** start Material for this exercise **

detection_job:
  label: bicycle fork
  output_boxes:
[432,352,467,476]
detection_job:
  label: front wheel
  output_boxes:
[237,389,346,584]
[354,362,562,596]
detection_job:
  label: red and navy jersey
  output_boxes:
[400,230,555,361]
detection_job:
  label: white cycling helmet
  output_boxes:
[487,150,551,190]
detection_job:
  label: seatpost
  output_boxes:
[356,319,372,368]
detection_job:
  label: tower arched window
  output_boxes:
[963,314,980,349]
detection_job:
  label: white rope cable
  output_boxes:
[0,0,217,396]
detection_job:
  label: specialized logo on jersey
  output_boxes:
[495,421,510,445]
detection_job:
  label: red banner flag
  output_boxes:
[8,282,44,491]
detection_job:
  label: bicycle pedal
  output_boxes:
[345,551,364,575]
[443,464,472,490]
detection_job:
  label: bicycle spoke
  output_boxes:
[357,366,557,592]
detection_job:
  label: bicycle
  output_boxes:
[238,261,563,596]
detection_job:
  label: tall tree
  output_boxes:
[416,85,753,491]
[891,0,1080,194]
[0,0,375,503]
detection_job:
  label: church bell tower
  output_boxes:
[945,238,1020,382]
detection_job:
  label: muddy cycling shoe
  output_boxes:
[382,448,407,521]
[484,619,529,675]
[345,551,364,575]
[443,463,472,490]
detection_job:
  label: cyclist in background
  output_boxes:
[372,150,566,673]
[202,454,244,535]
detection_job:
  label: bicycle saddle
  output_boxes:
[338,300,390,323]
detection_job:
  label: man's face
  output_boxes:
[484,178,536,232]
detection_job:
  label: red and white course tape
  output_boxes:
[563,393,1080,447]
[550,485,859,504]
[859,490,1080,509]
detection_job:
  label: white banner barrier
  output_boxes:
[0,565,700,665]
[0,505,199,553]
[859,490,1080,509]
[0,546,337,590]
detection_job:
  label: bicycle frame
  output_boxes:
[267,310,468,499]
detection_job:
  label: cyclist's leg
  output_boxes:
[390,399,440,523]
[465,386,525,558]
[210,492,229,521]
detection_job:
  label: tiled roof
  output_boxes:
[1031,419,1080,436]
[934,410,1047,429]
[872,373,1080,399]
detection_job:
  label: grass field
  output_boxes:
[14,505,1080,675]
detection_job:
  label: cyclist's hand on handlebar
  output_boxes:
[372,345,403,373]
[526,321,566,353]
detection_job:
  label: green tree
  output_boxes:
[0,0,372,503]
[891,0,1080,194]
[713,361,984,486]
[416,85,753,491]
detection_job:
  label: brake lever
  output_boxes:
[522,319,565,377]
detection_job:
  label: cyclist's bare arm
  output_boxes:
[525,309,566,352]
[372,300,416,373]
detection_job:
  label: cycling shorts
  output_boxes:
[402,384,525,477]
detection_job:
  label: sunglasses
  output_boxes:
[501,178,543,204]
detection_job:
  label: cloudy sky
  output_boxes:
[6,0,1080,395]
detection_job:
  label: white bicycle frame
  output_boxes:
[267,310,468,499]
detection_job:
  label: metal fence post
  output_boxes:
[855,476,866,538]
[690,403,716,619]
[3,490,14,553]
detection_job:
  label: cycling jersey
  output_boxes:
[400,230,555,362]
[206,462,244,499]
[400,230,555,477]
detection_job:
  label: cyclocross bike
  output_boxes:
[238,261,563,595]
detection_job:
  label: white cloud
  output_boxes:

** end Material for this exercise **

Given instruction -
Extract every line from the data above that contains the word "tower", and treat uppercase and lowercase letters as different.

Response to this exercise -
  label: tower arched window
  label: church bell tower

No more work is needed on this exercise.